When you output the records, match them exactly and omit any picture they include.

Input material>
────────────────
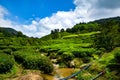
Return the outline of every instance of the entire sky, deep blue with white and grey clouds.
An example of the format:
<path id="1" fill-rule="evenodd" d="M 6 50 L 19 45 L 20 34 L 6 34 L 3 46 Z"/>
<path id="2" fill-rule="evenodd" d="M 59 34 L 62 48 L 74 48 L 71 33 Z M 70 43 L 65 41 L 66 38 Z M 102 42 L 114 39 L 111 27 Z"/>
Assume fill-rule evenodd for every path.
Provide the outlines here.
<path id="1" fill-rule="evenodd" d="M 120 0 L 0 0 L 0 26 L 30 37 L 116 16 L 120 16 Z"/>

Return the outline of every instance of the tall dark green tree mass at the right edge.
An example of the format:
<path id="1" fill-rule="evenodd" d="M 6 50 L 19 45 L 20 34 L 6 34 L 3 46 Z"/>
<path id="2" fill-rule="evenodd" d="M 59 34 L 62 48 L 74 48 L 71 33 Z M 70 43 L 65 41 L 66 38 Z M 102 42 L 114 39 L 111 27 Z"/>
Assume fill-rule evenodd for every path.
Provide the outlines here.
────────────────
Output of the exercise>
Return the outline of every instance of the entire sky, deep blue with white and grey clouds.
An example of the format:
<path id="1" fill-rule="evenodd" d="M 6 50 L 19 45 L 20 34 L 6 34 L 3 46 Z"/>
<path id="2" fill-rule="evenodd" d="M 59 34 L 62 48 L 74 48 L 71 33 Z M 70 43 L 65 41 L 66 38 Z M 102 42 L 114 39 L 111 27 Z"/>
Assume fill-rule evenodd for every path.
Provide the outlines here.
<path id="1" fill-rule="evenodd" d="M 120 0 L 0 0 L 0 26 L 30 37 L 116 16 L 120 16 Z"/>

Return the outline of every instance of the tall dark green tree mass at the right edge.
An example of the format:
<path id="1" fill-rule="evenodd" d="M 6 50 L 19 45 L 20 34 L 6 34 L 3 46 Z"/>
<path id="2" fill-rule="evenodd" d="M 59 34 L 62 48 L 74 48 L 71 33 Z M 70 43 L 65 41 L 66 38 Z M 102 42 L 114 39 L 111 27 Z"/>
Assume fill-rule evenodd for every path.
Provide the outlines here.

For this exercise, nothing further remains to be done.